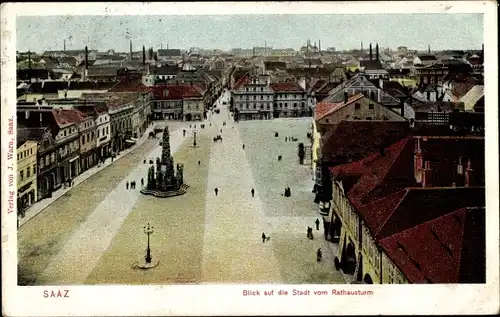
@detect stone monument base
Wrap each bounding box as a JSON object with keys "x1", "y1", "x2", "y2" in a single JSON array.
[
  {"x1": 136, "y1": 259, "x2": 160, "y2": 270},
  {"x1": 140, "y1": 184, "x2": 189, "y2": 198}
]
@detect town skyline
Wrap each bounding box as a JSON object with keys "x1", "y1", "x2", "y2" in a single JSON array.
[{"x1": 17, "y1": 14, "x2": 483, "y2": 53}]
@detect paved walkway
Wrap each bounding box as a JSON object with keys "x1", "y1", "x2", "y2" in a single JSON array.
[
  {"x1": 19, "y1": 124, "x2": 157, "y2": 227},
  {"x1": 36, "y1": 128, "x2": 186, "y2": 285},
  {"x1": 201, "y1": 104, "x2": 283, "y2": 283}
]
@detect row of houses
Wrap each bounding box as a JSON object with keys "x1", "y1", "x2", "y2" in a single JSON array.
[
  {"x1": 16, "y1": 91, "x2": 151, "y2": 216},
  {"x1": 309, "y1": 76, "x2": 485, "y2": 283}
]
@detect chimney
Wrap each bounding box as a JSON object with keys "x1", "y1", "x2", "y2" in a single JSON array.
[
  {"x1": 464, "y1": 159, "x2": 473, "y2": 187},
  {"x1": 369, "y1": 43, "x2": 373, "y2": 60},
  {"x1": 361, "y1": 41, "x2": 363, "y2": 52},
  {"x1": 344, "y1": 91, "x2": 348, "y2": 103},
  {"x1": 319, "y1": 40, "x2": 321, "y2": 52},
  {"x1": 142, "y1": 45, "x2": 146, "y2": 65},
  {"x1": 85, "y1": 46, "x2": 88, "y2": 69},
  {"x1": 414, "y1": 138, "x2": 423, "y2": 183},
  {"x1": 64, "y1": 39, "x2": 66, "y2": 52},
  {"x1": 422, "y1": 161, "x2": 433, "y2": 188},
  {"x1": 428, "y1": 44, "x2": 430, "y2": 54},
  {"x1": 376, "y1": 43, "x2": 379, "y2": 60}
]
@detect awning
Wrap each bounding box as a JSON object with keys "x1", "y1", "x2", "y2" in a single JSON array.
[
  {"x1": 69, "y1": 156, "x2": 79, "y2": 163},
  {"x1": 125, "y1": 139, "x2": 136, "y2": 144}
]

========================================

- [WHAT THE EXERCISE ASKS]
Report every line of the entries that carries the word "detect".

- [SOLUTION TO THE EXERCISE]
@detect stone monument base
@detect town skyline
@detect paved walkway
@detect row of houses
@detect chimney
@detect awning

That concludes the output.